• Extrait du document:
────────────────
On continue avec la base de la base : la menace de mort en vue d’extorsion. Le truc est d’envoyer un courrier papier à une victime potentielle en menaçant de mort au fentanyl (un opioïde très puissant, létal à haute dose) toute sa famille en l’absence du versement d’une somme rondelette. Et le courrier de contenir l’adresse d’un wallet Bitcoin avec toutes les instructions pour payer la rançon.

Du plus léger maintenant – quoique : cet article du HuffPost[2] selon lequel une bonne brochette de photographes régulièrement sollicités pour des mariages seraient capables de prédire l’issue de l’union (divorce ou pas) en fonction de signaux faibles : les belles familles qui se chipotent sur le partage des frais, les invités qui ont décommandé à la dernière minute, etc. Je suis étonné que personne n’ait encore conçu un équivalent de ChatGPT en la matière. Et d’ailleurs, tant que l’on y est, soyons fous : pourquoi pas un clone de ChatGPT pour l’évaluation des relations humaines sur le moyen ou le long terme par analyse d’images, de sons, de discussions, etc. Avec des modules optionnels du genre « Relations avec la belle-doche » ou « Le neveu enquiquinant », voire « Le beau-père envahissant ». Tout un champ s’offre à nous, sûr qu’à ce rythme on finira tous à moitié ours vissés devant Netflix pour ne pas affronter l’Autre (dont Sartre disait qu’il incarnait à lui seul l’enfer). Déformation professionnelle, je demande juste à voir le PIA avant mise en prod, ça va valoir son pesant de cacahuètes.

Sinon, je vous conseille cette excellente trilogie sur Arte[3] à propos des relations entre les mafias et les banques depuis la Grande Dépression. Édifiant : le chiffre d’affaires du crime organisé dans le monde dépasse de loin celui des Gafam (et avec des taux de marge nettement supérieurs). Si vous croyez que les ransomwares – et autres formes d’extorsion en ligne – vont se tasser dans les prochaines années, regardez la série. Ou plutôt non, ne regardez pas.
────────────────
• Entrées du jeu de données:

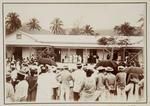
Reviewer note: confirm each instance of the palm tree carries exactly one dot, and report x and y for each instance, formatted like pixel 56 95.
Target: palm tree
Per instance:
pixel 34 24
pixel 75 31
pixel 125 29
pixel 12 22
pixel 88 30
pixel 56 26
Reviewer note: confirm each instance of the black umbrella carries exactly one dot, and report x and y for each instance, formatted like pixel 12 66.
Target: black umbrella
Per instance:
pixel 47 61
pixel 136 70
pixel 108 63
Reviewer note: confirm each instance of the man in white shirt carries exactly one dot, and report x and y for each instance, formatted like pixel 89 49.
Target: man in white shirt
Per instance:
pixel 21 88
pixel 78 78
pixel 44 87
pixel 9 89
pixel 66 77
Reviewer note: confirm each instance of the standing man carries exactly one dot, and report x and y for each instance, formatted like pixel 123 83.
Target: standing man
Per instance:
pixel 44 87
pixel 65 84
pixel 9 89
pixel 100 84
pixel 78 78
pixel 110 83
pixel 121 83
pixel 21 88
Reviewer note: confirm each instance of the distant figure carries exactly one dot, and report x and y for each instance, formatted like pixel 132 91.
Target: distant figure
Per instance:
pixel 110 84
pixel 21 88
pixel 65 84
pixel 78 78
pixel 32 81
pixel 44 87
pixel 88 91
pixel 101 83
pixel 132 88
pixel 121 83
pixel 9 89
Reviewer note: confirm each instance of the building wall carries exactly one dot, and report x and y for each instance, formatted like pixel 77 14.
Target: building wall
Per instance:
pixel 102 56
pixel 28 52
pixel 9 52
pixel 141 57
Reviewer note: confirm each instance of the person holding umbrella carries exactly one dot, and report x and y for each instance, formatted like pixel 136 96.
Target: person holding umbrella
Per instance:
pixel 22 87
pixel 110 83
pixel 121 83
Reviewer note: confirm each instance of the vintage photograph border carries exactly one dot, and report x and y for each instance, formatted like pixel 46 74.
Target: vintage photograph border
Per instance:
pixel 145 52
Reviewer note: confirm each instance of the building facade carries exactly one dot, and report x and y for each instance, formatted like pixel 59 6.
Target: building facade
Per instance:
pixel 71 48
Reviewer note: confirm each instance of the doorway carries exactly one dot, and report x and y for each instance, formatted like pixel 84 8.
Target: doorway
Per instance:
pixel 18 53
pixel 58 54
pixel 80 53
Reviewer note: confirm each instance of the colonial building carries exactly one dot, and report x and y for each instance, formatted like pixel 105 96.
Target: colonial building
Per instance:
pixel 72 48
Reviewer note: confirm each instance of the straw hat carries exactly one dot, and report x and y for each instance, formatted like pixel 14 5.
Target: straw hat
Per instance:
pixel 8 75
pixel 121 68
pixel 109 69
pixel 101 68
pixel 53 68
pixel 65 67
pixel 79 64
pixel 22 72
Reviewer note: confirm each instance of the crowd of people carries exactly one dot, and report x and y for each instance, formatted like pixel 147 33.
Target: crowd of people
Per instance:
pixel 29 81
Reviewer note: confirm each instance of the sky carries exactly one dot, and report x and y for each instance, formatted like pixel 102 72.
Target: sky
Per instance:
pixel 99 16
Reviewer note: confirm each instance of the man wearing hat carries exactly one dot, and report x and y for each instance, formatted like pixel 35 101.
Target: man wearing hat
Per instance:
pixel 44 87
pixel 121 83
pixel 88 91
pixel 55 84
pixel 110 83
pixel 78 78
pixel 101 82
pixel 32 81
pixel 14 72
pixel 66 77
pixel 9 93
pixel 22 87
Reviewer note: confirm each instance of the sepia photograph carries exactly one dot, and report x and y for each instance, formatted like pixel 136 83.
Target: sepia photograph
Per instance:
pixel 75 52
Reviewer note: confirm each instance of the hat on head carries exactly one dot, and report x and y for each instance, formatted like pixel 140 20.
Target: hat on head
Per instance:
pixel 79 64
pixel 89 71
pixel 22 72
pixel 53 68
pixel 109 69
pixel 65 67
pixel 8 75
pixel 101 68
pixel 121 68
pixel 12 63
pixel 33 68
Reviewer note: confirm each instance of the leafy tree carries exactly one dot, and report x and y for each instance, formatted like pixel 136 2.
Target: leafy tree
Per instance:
────────────────
• Consigne 1: Transcrivez fidèlement le passage de la chronique sur l'extorsion qui va de « On continue avec » à « payer la rançon. ».
• Consigne 2: Pouvez-vous reprendre la chronique sur l'extorsion juste après sa dernière phrase et la poursuivre ?

• Réponse attendue 1:
On continue avec la base de la base : la menace de mort en vue d’extorsion. Le truc est d’envoyer un courrier papier à une victime potentielle en menaçant de mort au fentanyl (un opioïde très puissant, létal à haute dose) toute sa famille en l’absence du versement d’une somme rondelette. Et le courrier de contenir l’adresse d’un wallet Bitcoin avec toutes les instructions pour payer la rançon.

• Réponse attendue 2:
Enfin, un truc assez étonnant : l’UE commence à étudier l’hypothèse du « hack back »[4], qui consiste, en gros, à renvoyer la monnaie de la pièce en détruisant les infrastructures informatiques des attaquants. Il était temps, car, entre nous, tendre une joue, puis l’autre, ça va un moment…


[1] https://www.zataz.com/le-chanteur-dave-se-fait-pirater-38-000-e/ 

[2] https://www.huffingtonpost.fr/life/article/mariage-8-signes-avant-coureurs-d-un-divorce-devoiles-par-des-photographes-professionnels_225897.html?utm_source=pocket-newtab-fr-fr 

[3] https://www.youtube.com/watch?v=bk4Ziss9NRM 

[4] https://www.euractiv.fr/section/cybersecurite/news/cyberdefense-active-lue-envisage-le-recours-au-hacking-de-represailles/ 


L'auteur

Responsable Sécurité des systèmes d’information et correspondant Informatique et Libertés au CHU de Nantes, Cédric Cartau est également chargé de cours à l’École des hautes études en santé publique (EHESP). On lui doit aussi plusieurs ouvrages spécialisés publiés par les Presses de l’EHESP, dont La Sécurité du système d’information des établissements de santé.